Point localization data:
....................
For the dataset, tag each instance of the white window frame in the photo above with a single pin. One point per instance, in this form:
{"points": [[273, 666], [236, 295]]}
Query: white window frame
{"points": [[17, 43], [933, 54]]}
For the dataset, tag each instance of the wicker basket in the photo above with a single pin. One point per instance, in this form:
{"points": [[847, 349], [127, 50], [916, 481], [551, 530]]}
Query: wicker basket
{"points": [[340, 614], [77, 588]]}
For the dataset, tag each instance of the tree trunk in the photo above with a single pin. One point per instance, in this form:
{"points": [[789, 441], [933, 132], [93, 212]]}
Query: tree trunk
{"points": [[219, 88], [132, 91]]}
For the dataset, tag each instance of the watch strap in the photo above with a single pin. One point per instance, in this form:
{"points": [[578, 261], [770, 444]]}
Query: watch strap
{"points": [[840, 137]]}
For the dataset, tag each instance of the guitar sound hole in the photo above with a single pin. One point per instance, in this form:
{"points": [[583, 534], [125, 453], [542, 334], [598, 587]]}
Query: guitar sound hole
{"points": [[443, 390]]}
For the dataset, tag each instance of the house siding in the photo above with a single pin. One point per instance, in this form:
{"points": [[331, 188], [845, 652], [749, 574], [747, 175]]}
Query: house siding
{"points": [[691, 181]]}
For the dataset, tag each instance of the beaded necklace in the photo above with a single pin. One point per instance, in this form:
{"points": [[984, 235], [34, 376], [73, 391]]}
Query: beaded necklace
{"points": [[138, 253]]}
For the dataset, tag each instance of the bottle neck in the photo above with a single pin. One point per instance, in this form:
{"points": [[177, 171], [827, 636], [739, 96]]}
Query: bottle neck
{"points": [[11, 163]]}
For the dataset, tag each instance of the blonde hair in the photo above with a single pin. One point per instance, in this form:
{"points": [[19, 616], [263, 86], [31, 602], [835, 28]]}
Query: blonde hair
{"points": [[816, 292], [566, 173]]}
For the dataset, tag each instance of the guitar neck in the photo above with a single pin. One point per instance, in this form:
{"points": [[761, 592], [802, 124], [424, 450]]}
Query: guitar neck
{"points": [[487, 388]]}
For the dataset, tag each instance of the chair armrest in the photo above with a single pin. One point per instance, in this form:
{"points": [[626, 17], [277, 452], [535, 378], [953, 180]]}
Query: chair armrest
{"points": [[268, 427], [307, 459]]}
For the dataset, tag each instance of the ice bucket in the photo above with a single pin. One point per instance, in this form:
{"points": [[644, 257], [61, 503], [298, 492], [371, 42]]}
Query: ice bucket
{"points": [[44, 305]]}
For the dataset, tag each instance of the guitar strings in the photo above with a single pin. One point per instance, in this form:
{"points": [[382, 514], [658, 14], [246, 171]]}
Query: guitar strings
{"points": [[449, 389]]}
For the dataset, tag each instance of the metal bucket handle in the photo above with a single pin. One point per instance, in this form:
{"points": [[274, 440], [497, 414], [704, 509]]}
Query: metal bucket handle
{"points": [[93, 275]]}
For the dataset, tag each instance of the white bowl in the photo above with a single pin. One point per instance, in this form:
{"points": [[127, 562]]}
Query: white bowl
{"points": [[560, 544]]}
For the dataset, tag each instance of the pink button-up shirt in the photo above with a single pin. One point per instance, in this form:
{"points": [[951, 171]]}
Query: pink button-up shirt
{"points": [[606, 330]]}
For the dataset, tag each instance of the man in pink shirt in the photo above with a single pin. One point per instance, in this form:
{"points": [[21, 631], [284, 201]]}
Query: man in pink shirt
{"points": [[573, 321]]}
....................
▸ AIM OF THE TASK: Transcribe every entry exactly, omitting nothing.

▸ SOLUTION TO THIS EXERCISE:
For the dataset, tag each instance of the white window frame in the photo above with a single pin. One point per instance, in this form:
{"points": [[273, 666], [236, 295]]}
Query: white window frame
{"points": [[17, 43], [933, 54]]}
For the dataset, tag each instance of the wicker basket in the photo above with a single pin. One point per instance, in this form:
{"points": [[847, 349], [127, 50], [916, 481], [551, 530]]}
Query: wicker basket
{"points": [[340, 614], [77, 588]]}
For the dataset, tag each instance of the tree trunk in the photo above with a single pin. One point per instance, in this form:
{"points": [[789, 441], [933, 132], [93, 212]]}
Query: tree trunk
{"points": [[219, 88], [132, 91]]}
For the dataset, tag each instance of the watch strap in the photo above with a single pin. One point per instance, in this form:
{"points": [[578, 261], [770, 444]]}
Query: watch strap
{"points": [[840, 137]]}
For the dataset, tag each instance of the guitar sound hole in the photo above with a single pin. One point per instance, in this form:
{"points": [[583, 534], [125, 453], [542, 334], [598, 587]]}
Query: guitar sound hole
{"points": [[443, 390]]}
For the dataset, tag each instance of the house siding in the photo above with a single pin. One point per instance, in this form:
{"points": [[331, 188], [845, 652], [749, 574], [747, 175]]}
Query: house siding
{"points": [[691, 181]]}
For the dataset, tag each instance of the beaded necklace in the photo above with a single pin. One point per instance, in this form:
{"points": [[984, 235], [34, 376], [73, 391]]}
Query: beaded necklace
{"points": [[138, 253]]}
For the dataset, tag each instance of the bottle neck in the photo above with a single pin. One point per instance, in this form:
{"points": [[177, 171], [827, 636], [739, 96]]}
Query: bottle neck
{"points": [[11, 163]]}
For the dataset, tag each instance of the blonde hair in the photo above with a single pin. One point per instance, in this form:
{"points": [[19, 616], [263, 86], [31, 602], [835, 28]]}
Query: blonde hair
{"points": [[816, 292], [566, 173]]}
For the dataset, tag each instance of the guitar neck in the photo above with a single pin. One point per instance, in this form:
{"points": [[761, 592], [802, 124], [424, 450]]}
Query: guitar neck
{"points": [[487, 388]]}
For the dataset, tag each instance of the chair armrest in the photo above with a single pin. One point per instance, in this form:
{"points": [[626, 17], [277, 452], [535, 378], [953, 180]]}
Query: chair armrest
{"points": [[268, 427], [307, 459]]}
For the dataset, tag each instance of the ice bucket in the photo above with a single pin. One point per instance, in this form:
{"points": [[644, 257], [61, 503], [298, 492], [371, 42]]}
Query: ice bucket
{"points": [[44, 305]]}
For the dataset, tag each instance of the guitar strings in the photo above with a single pin. One point per instance, in this form:
{"points": [[382, 514], [658, 14], [246, 171]]}
Query: guitar strings
{"points": [[449, 389]]}
For the dataset, tag each instance of the metal bucket handle in the photo above with a single pin. One point per instance, in this form:
{"points": [[274, 440], [497, 414], [704, 509]]}
Query: metal bucket handle
{"points": [[93, 275]]}
For the dataset, tag each instance of the white bowl in the photo above with a single pin. One point per instance, in this form:
{"points": [[127, 562]]}
Query: white bowl
{"points": [[560, 544]]}
For the dataset, tag each instance of the pink button-up shirt in the photo above with a single pin. One point per instance, in this form:
{"points": [[951, 171]]}
Query: pink button-up shirt
{"points": [[606, 330]]}
For the dataset, tag each instance of the man in pink shirt in the photo above with a single pin. One point per instance, in this form:
{"points": [[21, 631], [284, 201]]}
Query: man in pink shirt
{"points": [[573, 321]]}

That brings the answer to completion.